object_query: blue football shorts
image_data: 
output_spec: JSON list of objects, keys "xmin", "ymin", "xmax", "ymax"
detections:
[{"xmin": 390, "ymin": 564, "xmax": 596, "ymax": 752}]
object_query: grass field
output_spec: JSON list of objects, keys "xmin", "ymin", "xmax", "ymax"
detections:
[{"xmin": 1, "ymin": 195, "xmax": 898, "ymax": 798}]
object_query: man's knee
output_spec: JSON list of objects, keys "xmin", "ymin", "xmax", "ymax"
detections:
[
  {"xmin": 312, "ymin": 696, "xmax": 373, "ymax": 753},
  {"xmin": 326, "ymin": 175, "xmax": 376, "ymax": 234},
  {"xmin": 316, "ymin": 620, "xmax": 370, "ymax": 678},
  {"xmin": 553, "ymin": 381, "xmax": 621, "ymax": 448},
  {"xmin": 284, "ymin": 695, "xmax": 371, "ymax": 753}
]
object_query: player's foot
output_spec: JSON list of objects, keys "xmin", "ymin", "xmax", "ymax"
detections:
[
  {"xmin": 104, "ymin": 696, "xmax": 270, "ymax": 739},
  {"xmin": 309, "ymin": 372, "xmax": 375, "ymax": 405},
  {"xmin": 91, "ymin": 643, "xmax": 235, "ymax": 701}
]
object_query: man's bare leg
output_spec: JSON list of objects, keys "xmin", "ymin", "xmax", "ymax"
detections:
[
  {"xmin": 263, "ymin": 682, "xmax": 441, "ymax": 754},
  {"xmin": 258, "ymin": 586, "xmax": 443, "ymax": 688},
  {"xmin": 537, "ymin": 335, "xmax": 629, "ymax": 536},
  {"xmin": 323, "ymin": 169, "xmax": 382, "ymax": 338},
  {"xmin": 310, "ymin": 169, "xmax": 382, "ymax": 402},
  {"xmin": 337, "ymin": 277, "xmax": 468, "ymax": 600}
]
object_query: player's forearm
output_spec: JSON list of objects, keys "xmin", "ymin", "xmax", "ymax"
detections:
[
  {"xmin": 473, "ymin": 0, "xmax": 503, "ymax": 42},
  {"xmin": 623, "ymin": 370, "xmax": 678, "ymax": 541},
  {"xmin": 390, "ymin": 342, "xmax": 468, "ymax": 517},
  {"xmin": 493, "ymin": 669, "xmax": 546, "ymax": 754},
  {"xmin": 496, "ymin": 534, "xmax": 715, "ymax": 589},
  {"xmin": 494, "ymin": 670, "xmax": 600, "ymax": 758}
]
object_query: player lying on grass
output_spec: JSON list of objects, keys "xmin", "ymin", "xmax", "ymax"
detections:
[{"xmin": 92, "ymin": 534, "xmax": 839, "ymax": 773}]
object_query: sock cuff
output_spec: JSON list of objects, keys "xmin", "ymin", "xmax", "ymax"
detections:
◆ ◆ ◆ ◆
Prompt:
Every line of the listing that holds the word "player" is to be found and copied.

Exercise response:
object_query: player's foot
object_query: player's forearm
object_query: player lying on grass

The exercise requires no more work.